### What is needed
When you reach the records, transcribe each one exactly.
┌─ Information supplied
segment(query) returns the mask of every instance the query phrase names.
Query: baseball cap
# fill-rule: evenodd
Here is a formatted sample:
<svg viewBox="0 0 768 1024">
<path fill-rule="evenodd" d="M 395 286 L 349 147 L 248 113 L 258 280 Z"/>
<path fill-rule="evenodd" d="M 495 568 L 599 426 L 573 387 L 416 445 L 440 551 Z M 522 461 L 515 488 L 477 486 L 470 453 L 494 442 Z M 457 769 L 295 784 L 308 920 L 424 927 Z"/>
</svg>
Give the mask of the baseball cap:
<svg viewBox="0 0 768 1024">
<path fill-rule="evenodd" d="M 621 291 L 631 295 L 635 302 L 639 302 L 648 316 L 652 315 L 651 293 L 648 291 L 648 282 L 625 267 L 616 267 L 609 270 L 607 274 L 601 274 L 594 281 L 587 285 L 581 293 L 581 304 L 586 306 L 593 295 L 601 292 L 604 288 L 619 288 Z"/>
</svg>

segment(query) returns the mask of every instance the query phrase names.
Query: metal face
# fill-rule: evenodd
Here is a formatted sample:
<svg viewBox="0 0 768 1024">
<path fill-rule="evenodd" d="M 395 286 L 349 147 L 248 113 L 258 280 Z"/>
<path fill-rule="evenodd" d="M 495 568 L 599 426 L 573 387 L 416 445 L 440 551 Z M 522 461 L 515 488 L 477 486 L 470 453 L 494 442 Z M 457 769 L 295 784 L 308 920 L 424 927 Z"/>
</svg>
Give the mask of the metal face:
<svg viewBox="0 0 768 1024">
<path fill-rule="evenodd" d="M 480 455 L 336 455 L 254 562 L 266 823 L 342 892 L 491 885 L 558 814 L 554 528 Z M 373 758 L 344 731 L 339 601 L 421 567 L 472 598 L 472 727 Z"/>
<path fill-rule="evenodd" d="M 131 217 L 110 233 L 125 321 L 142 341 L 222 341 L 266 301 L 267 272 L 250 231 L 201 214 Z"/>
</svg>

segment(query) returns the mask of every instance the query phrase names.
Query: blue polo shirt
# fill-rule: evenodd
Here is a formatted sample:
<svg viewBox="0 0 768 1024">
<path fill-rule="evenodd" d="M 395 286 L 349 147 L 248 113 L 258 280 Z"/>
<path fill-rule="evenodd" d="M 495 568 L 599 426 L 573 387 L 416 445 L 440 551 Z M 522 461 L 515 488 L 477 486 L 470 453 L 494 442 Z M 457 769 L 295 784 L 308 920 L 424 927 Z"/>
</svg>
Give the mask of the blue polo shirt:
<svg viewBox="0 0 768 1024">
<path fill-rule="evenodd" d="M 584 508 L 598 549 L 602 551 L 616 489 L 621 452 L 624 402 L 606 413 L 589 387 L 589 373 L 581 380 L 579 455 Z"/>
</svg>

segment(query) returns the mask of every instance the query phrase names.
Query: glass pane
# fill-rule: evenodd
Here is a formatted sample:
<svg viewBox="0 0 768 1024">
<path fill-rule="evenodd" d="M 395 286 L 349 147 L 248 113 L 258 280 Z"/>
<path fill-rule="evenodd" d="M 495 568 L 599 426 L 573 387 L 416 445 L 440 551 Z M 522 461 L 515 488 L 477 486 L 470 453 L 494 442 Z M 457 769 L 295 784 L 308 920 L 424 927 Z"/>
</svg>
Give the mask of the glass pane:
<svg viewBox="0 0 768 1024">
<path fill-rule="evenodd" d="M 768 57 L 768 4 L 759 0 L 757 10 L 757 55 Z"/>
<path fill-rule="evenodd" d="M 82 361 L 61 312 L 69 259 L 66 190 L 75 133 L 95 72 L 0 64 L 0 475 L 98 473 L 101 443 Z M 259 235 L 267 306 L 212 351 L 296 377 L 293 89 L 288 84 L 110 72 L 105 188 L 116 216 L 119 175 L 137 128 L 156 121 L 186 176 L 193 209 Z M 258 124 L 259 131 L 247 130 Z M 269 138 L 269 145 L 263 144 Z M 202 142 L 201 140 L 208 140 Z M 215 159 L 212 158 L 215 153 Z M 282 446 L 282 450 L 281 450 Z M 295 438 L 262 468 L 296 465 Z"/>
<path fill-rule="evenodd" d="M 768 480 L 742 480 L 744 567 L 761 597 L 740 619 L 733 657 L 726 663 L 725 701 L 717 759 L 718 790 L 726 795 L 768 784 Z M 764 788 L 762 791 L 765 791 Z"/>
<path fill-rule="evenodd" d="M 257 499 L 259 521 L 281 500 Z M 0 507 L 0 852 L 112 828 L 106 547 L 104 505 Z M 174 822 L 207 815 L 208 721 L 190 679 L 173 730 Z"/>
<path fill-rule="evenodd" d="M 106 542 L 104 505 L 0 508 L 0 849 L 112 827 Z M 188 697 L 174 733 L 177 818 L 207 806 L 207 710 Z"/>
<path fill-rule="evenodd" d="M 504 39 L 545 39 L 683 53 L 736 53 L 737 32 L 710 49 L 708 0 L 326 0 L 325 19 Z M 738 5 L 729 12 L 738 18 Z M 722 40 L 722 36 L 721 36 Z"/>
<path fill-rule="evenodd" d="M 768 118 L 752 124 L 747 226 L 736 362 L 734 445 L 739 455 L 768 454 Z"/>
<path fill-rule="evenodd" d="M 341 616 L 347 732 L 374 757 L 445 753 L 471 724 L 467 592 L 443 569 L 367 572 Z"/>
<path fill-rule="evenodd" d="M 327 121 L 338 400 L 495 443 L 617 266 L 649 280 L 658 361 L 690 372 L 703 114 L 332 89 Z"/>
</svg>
└─
### Exercise answer
segment(query) returns the mask of every instance the query phrase names.
Query: baseball cap
# fill-rule: evenodd
Here is a formatted sample:
<svg viewBox="0 0 768 1024">
<path fill-rule="evenodd" d="M 395 286 L 349 147 L 248 113 L 258 280 Z"/>
<path fill-rule="evenodd" d="M 495 568 L 599 426 L 573 387 L 416 445 L 440 551 Z M 522 461 L 515 488 L 477 486 L 470 453 L 494 442 Z M 457 769 L 295 784 L 308 920 L 424 927 Z"/>
</svg>
Give the mask of the baseball cap:
<svg viewBox="0 0 768 1024">
<path fill-rule="evenodd" d="M 621 291 L 631 295 L 635 302 L 639 302 L 648 316 L 652 315 L 651 293 L 648 291 L 648 282 L 625 267 L 616 267 L 609 270 L 607 274 L 601 274 L 594 281 L 587 285 L 581 293 L 581 304 L 586 306 L 593 295 L 601 292 L 604 288 L 619 288 Z"/>
</svg>

segment(query) returns the mask of every instance the query phrase names.
Query: metal face
# fill-rule: evenodd
Here is a formatted sample:
<svg viewBox="0 0 768 1024">
<path fill-rule="evenodd" d="M 395 286 L 349 147 L 248 113 L 258 280 Z"/>
<path fill-rule="evenodd" d="M 495 568 L 599 426 L 573 387 L 416 445 L 440 551 Z M 522 461 L 515 488 L 477 486 L 470 453 L 494 442 Z M 457 769 L 295 784 L 308 920 L 424 927 Z"/>
</svg>
Give the mask of the metal face:
<svg viewBox="0 0 768 1024">
<path fill-rule="evenodd" d="M 480 455 L 336 455 L 254 562 L 266 823 L 342 892 L 491 885 L 558 814 L 554 528 Z M 373 758 L 344 731 L 339 601 L 421 567 L 472 598 L 472 727 Z"/>
<path fill-rule="evenodd" d="M 131 217 L 110 233 L 125 321 L 142 341 L 222 341 L 266 301 L 267 272 L 250 231 L 201 214 Z"/>
</svg>

segment(query) returns the mask of every instance the query phrase names.
Query: blue polo shirt
# fill-rule: evenodd
Here is a formatted sample:
<svg viewBox="0 0 768 1024">
<path fill-rule="evenodd" d="M 395 286 L 349 147 L 248 113 L 258 280 Z"/>
<path fill-rule="evenodd" d="M 495 568 L 599 426 L 573 387 L 416 445 L 440 551 Z M 522 461 L 515 488 L 477 486 L 470 453 L 494 442 Z M 457 769 L 295 784 L 308 920 L 424 927 Z"/>
</svg>
Give the mask of the blue polo shirt:
<svg viewBox="0 0 768 1024">
<path fill-rule="evenodd" d="M 584 508 L 598 549 L 602 551 L 616 489 L 621 452 L 624 402 L 606 413 L 589 387 L 589 373 L 581 380 L 579 455 Z"/>
</svg>

segment(query) returns the mask of every instance the query phrase names.
Query: glass pane
# fill-rule: evenodd
Here is a formatted sample:
<svg viewBox="0 0 768 1024">
<path fill-rule="evenodd" d="M 395 286 L 349 147 L 248 113 L 258 280 Z"/>
<path fill-rule="evenodd" d="M 495 568 L 599 426 L 573 387 L 416 445 L 440 551 Z M 522 461 L 515 488 L 477 486 L 470 453 L 494 442 Z M 457 769 L 295 784 L 308 920 L 424 927 Z"/>
</svg>
Give the mask of the glass pane:
<svg viewBox="0 0 768 1024">
<path fill-rule="evenodd" d="M 768 57 L 768 4 L 759 0 L 757 10 L 757 55 Z"/>
<path fill-rule="evenodd" d="M 82 361 L 61 312 L 69 259 L 66 190 L 75 133 L 95 72 L 0 64 L 0 475 L 98 473 L 101 443 Z M 259 235 L 267 306 L 212 351 L 296 377 L 293 89 L 288 84 L 110 72 L 105 188 L 116 216 L 119 175 L 137 128 L 156 121 L 186 176 L 193 209 Z M 258 124 L 259 131 L 247 130 Z M 269 138 L 269 145 L 263 144 Z M 202 142 L 201 140 L 208 140 Z M 215 159 L 212 158 L 215 153 Z M 282 446 L 282 450 L 281 450 Z M 295 438 L 262 468 L 296 465 Z"/>
<path fill-rule="evenodd" d="M 768 480 L 742 480 L 744 567 L 761 597 L 740 619 L 733 657 L 726 663 L 725 701 L 717 759 L 718 790 L 726 795 L 768 784 Z M 764 788 L 762 791 L 765 791 Z"/>
<path fill-rule="evenodd" d="M 257 499 L 259 521 L 281 500 Z M 0 507 L 0 852 L 112 828 L 106 547 L 104 505 Z M 174 822 L 207 815 L 208 721 L 190 679 L 173 730 Z"/>
<path fill-rule="evenodd" d="M 106 542 L 104 505 L 0 508 L 0 849 L 112 827 Z M 188 697 L 174 733 L 177 818 L 207 806 L 207 710 Z"/>
<path fill-rule="evenodd" d="M 504 39 L 545 39 L 683 53 L 736 53 L 737 32 L 710 49 L 708 0 L 326 0 L 325 19 Z M 738 5 L 729 12 L 738 18 Z M 722 40 L 722 36 L 721 36 Z"/>
<path fill-rule="evenodd" d="M 768 118 L 752 124 L 747 226 L 736 362 L 734 445 L 739 455 L 768 454 Z"/>
<path fill-rule="evenodd" d="M 341 616 L 347 732 L 374 757 L 445 753 L 471 724 L 467 592 L 443 569 L 367 572 Z"/>
<path fill-rule="evenodd" d="M 327 121 L 338 400 L 495 443 L 617 266 L 649 280 L 658 361 L 690 372 L 703 114 L 332 89 Z"/>
</svg>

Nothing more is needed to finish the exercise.